- Seite:

Als Baufacharbeiter war man grundsätzlich überall dort unterwegs, wo Häuser renoviert oder neu errichtet wurden, vorzugsweise aber auf jenen Baustellen, wo im Rahmen des besonderen Wohnungsbauprogramms der DDR neue Wohngebiete aus Plattenbauten entstanden. Wohnungsmangel war in den 40 Jahren DDR-Geschichte ein Dauerthema. Angesichts der immensen Zerstörungen während des Zweiten Weltkrieges in vielen Städten stand die Wohnungsfrage ganz oben auf der sozialwirtschaftlichen Agenda. Bei Kriegsende 1945 waren allein in Berlin von den 1,5 Millionen Wohnungen der Vorkriegszeit nur noch 370.000 sofort wieder bewohnbar, über 500.000 Wohnungen waren total zerstört, noch einmal so viele beschädigt. Dem begegnete die DDR-Regierung ab 1973 mit einem ambitionierten Wohnungsbauprogramm. In kurzer Zeit sollten 2 Mio. Neubauwohnungen geschaffen werden. Neubau ging dabei vor Sanierung des maroden Altbaubestands, denn es war günstiger und ging vor allem schneller. Das ist auch ein Grund, warum die Innenstädte der DDR so grau und kaputt aussahen. Sie verfielen, während an den Stadträndern große Neubauviertel hochgezogen wurden. Da auch im Wohnungsbau planwirtschaftlich vorgegangen wurde, war die Anzahl der zur Verfügung stehenden Ausbildungsstellen genau festgelegt. Im Jahr 1970 waren es z. B. exakt 14270.
„Er war überzeugt, dass es zwischen ‚Platte senkrecht‘ und ‚Platte waagerecht‘ noch etwas anderes gebe.“
Über Bauingenieur Ulrich Müthers Verhältnis zum Werkstoff Beton und Fantasie am Bau
Baufacharbeiter für den Hochbau – diese Berufsbezeichnung beinhaltet die wichtigste physische Voraussetzung: Höhentauglichkeit. Absolut schwindelfrei musste man sein, um sich auf den Baugerüsten sicher bewegen und arbeiten zu können. Außerdem brauchte man eine gute körperliche Konstitution, denn der Beruf war wirklich anstrengend, auch weil – allen Jahreszeiten zum Trotz – fast immer unter freiem Himmel gearbeitet wurde. Bis Mitte der 1950er Jahre reichte ein Abschluss der achten Klasse, um sich für einen Ausbildungsplatz im Baugewerbe bewerben zu können. Mit der Umwandlung des klassischen Maurers in einen Facharbeiterberuf wurde der Zehnklassenabschluss Voraussetzung.
Die Arbeit im Dreischichtsystem war selbstverständlich und der Beruf der Gleichberechtigung wegen für beide Geschlechter vorgesehen. Aufgrund der harten körperlichen Arbeit war der Anteil der männlichen Auszubildenden jedoch deutlich höher.
Maurerlehrlinge auf einer Baustelle. Ost-Berlin 1980, DDR.

- Vorliegende Daten:

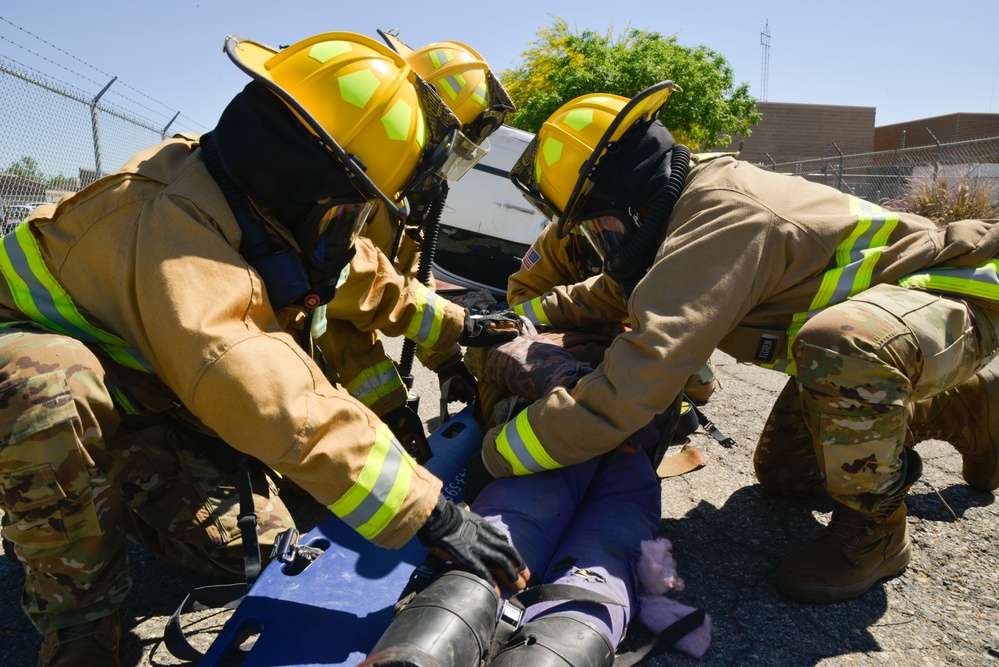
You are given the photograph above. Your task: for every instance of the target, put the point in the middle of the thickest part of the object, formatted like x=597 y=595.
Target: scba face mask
x=326 y=237
x=607 y=232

- Zu bearbeitende Aufgaben:
**A.** Gib aus dem Text über Baufacharbeiter in der DDR die Stelle von „Die Arbeit im“ bis einschließlich „Ost-Berlin 1980, DDR.“ wortgetreu wieder.
**B.** Wie lautet der Satz „Wohnungsmangel war in den 40 Jahren DDR-Geschichte ein Dauerthema.“ aus dem Text über Baufacharbeiter in der DDR auf Englisch?
Die Daten haben keinen Bezug zum Text über Baufacharbeiter in der DDR.

- Lösungen:
**A.**
Die Arbeit im Dreischichtsystem war selbstverständlich und der Beruf der Gleichberechtigung wegen für beide Geschlechter vorgesehen. Aufgrund der harten körperlichen Arbeit war der Anteil der männlichen Auszubildenden jedoch deutlich höher.
Maurerlehrlinge auf einer Baustelle. Ost-Berlin 1980, DDR.

**B.** Housing shortages were a constant issue throughout the 40 years of GDR history.